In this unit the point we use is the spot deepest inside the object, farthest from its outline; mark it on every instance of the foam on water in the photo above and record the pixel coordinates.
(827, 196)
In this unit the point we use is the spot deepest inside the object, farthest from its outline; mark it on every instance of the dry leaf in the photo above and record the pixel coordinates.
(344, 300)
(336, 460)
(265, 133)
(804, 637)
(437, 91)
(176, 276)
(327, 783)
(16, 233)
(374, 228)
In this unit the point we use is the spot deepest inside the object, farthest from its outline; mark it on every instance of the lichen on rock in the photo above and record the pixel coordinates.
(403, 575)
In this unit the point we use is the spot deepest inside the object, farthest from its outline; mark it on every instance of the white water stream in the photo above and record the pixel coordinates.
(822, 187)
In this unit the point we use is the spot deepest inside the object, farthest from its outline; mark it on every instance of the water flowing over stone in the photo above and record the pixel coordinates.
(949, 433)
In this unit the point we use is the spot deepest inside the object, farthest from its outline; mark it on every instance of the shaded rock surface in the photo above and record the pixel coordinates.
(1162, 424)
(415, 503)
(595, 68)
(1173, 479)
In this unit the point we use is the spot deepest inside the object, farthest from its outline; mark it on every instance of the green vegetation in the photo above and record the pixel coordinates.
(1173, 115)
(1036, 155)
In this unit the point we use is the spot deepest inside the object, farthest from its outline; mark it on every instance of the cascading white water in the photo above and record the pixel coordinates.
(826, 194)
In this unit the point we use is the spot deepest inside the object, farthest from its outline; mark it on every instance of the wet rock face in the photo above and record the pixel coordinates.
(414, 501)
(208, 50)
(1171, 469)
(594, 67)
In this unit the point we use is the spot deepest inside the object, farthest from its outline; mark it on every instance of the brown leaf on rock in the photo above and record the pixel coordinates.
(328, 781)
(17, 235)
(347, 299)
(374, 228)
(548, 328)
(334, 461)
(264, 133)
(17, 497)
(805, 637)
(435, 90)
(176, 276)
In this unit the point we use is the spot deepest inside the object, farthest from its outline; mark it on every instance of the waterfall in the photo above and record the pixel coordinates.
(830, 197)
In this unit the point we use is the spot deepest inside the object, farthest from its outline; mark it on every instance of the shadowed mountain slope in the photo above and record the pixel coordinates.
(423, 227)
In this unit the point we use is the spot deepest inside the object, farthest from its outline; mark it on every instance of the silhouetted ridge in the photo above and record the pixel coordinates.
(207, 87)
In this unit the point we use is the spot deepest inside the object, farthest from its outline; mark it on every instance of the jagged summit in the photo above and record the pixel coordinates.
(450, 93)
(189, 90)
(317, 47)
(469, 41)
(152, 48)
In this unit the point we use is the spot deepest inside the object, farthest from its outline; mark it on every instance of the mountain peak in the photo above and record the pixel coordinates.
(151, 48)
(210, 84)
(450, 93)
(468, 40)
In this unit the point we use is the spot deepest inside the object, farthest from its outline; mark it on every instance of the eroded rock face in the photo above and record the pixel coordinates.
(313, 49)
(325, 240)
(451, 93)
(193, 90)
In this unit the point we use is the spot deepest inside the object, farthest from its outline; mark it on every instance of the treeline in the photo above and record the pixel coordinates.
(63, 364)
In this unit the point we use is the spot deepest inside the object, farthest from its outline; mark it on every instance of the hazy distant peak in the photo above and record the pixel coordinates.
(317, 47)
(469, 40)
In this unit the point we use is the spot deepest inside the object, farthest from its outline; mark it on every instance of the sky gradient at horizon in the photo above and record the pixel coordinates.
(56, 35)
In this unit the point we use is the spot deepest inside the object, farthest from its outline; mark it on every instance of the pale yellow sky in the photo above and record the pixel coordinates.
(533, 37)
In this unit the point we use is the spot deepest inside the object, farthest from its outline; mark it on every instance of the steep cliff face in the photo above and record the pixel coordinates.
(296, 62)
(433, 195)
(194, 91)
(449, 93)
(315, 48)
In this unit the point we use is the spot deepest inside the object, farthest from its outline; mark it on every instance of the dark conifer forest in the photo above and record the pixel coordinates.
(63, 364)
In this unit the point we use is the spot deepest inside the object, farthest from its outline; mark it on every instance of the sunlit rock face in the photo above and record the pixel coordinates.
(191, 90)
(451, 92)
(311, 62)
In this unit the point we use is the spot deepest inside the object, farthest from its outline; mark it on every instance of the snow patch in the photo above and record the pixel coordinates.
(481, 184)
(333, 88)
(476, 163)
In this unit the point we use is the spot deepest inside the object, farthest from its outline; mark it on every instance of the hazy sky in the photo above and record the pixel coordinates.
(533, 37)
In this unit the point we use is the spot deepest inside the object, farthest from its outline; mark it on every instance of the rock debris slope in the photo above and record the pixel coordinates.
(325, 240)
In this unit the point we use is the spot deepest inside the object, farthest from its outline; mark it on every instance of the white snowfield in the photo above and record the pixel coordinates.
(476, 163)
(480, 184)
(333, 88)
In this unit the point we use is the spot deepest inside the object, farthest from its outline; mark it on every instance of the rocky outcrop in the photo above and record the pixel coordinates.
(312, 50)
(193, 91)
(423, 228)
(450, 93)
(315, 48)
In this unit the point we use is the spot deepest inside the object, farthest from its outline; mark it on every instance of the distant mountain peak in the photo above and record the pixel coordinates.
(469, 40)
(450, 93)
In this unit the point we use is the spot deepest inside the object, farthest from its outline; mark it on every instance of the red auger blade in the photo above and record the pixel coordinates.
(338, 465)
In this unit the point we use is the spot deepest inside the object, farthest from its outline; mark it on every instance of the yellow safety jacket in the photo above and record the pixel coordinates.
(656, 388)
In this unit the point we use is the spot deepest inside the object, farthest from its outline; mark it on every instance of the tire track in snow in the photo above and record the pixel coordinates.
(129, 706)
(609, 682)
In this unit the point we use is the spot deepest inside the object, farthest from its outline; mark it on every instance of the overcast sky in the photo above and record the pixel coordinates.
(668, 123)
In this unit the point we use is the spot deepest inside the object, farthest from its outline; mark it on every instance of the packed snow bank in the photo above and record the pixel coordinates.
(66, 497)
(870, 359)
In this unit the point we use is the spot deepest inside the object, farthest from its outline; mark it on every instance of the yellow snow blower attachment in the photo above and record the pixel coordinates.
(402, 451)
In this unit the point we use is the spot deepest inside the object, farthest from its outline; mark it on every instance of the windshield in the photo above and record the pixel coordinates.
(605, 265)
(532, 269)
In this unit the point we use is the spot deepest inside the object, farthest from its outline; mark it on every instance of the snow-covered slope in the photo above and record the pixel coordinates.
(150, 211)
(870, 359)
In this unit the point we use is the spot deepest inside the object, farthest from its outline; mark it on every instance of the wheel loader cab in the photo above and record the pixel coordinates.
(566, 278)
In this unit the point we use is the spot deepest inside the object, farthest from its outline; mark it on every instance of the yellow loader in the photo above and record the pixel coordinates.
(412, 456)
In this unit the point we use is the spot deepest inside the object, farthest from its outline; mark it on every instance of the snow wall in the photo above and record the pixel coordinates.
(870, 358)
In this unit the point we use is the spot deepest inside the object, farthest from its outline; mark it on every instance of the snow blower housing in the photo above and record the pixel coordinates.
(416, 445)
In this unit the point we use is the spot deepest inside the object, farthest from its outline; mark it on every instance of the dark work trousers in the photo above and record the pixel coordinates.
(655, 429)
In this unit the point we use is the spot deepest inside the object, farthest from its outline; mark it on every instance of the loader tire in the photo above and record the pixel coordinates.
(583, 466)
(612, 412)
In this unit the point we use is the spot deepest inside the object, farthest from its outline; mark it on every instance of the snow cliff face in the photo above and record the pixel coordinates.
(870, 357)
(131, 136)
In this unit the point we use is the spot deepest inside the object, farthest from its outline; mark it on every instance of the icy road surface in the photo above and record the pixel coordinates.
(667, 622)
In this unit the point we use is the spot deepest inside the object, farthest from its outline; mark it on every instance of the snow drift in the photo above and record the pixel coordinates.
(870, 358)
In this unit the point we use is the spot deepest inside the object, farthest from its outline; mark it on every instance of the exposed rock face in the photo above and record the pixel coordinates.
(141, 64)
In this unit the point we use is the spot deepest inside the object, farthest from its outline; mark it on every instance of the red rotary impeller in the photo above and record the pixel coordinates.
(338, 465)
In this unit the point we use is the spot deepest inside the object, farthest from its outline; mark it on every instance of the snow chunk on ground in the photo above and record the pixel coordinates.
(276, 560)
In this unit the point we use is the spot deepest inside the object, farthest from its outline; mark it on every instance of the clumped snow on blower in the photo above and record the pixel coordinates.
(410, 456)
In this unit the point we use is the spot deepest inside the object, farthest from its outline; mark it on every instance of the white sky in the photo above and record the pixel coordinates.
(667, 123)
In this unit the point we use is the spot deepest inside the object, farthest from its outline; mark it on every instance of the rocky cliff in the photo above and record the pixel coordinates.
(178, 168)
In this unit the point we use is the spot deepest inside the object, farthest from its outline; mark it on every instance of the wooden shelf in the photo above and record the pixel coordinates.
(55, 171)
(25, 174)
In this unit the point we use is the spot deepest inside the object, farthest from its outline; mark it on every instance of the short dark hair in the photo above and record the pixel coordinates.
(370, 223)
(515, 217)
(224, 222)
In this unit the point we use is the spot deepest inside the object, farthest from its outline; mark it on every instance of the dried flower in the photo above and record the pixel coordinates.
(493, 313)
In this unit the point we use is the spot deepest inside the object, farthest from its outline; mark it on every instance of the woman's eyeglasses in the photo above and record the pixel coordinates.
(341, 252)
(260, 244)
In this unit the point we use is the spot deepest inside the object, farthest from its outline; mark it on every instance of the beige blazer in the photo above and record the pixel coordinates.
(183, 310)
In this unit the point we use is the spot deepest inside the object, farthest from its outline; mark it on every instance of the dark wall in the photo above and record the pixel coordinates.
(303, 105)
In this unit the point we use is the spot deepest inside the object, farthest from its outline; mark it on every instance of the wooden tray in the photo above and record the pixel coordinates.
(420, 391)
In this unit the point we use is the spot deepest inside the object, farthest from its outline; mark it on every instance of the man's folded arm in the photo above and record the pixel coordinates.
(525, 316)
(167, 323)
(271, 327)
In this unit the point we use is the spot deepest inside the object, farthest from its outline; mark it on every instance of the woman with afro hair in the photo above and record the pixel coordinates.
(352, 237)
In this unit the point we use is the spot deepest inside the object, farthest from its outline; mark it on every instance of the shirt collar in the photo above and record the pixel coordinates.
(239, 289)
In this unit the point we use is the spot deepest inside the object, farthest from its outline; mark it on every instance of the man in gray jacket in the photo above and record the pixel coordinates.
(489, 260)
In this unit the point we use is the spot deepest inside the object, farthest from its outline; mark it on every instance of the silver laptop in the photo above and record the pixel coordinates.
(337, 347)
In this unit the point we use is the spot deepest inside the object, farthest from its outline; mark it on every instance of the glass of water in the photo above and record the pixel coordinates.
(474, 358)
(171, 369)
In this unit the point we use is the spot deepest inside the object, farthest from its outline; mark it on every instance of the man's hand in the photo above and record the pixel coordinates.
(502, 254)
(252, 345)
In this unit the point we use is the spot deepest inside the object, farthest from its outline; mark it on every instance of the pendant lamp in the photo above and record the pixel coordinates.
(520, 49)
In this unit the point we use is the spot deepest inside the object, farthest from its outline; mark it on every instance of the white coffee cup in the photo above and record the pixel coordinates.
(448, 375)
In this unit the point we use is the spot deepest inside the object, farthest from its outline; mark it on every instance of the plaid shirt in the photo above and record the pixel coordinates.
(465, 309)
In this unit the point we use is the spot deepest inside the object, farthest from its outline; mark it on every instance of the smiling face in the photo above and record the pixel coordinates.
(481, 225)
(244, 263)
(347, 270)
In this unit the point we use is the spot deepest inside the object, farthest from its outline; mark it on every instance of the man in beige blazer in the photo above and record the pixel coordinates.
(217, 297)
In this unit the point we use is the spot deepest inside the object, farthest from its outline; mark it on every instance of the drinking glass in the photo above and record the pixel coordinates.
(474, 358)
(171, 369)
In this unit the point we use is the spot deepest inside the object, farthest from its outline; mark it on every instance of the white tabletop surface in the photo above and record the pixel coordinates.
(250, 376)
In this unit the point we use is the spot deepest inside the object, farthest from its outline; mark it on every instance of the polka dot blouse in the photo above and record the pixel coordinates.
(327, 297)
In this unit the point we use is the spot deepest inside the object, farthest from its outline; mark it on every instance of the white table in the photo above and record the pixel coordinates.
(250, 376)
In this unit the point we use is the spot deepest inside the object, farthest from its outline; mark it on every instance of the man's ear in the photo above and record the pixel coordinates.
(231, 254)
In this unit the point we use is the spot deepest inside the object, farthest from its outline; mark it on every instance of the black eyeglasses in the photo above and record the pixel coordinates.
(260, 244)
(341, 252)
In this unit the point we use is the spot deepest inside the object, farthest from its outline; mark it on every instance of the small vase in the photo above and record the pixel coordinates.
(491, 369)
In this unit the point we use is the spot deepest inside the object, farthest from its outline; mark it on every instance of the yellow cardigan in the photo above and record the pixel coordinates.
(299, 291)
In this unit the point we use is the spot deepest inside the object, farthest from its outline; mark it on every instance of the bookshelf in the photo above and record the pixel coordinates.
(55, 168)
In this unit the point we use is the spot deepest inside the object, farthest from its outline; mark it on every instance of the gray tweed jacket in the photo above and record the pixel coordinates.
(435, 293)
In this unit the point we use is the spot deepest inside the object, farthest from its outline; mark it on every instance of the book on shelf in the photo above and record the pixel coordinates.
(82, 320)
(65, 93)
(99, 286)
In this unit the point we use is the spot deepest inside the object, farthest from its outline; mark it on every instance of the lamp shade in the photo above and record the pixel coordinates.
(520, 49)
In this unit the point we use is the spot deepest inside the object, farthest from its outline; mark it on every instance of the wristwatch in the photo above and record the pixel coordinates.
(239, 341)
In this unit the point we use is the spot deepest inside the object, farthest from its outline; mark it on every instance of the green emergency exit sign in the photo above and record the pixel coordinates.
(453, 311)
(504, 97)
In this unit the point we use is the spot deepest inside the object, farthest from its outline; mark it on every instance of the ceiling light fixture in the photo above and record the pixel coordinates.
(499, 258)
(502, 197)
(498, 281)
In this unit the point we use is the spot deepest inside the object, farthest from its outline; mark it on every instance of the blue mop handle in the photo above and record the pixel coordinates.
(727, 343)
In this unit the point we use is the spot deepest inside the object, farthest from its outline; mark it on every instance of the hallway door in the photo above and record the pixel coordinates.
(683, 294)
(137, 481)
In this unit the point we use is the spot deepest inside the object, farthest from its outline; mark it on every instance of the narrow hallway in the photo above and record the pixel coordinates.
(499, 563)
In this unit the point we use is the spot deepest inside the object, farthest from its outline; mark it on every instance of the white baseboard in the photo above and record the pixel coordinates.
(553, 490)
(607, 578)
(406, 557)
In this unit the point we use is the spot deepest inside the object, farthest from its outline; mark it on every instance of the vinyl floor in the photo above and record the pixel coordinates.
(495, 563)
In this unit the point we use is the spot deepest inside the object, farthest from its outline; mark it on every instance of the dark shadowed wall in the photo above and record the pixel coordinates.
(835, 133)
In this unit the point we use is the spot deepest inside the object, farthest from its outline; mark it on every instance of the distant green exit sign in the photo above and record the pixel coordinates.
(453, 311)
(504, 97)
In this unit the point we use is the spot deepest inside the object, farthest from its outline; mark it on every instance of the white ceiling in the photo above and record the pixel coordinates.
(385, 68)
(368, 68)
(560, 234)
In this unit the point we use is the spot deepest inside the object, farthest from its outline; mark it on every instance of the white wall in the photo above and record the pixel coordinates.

+---+

# Direction:
Repeat the line containing "the distant green" and all subsequent lines through the final line of the data, exactly and with no others.

# Right answer:
In this unit the point we use is the spot deepest inside the object, farthest from its outline; mark it on every instance of the distant green exit sign in the photo above and record the pixel coordinates.
(453, 311)
(504, 97)
In this unit the point we use is the spot deepest inside the object, farthest from its outline; mark it on every instance of the white ceiling in the photo above and record the pixel coordinates.
(385, 68)
(368, 68)
(560, 234)
In this unit the point we use is the spot deepest inside the object, farthest from its outline; mark it on every instance of the white wall in the photo above and record the pixel coordinates.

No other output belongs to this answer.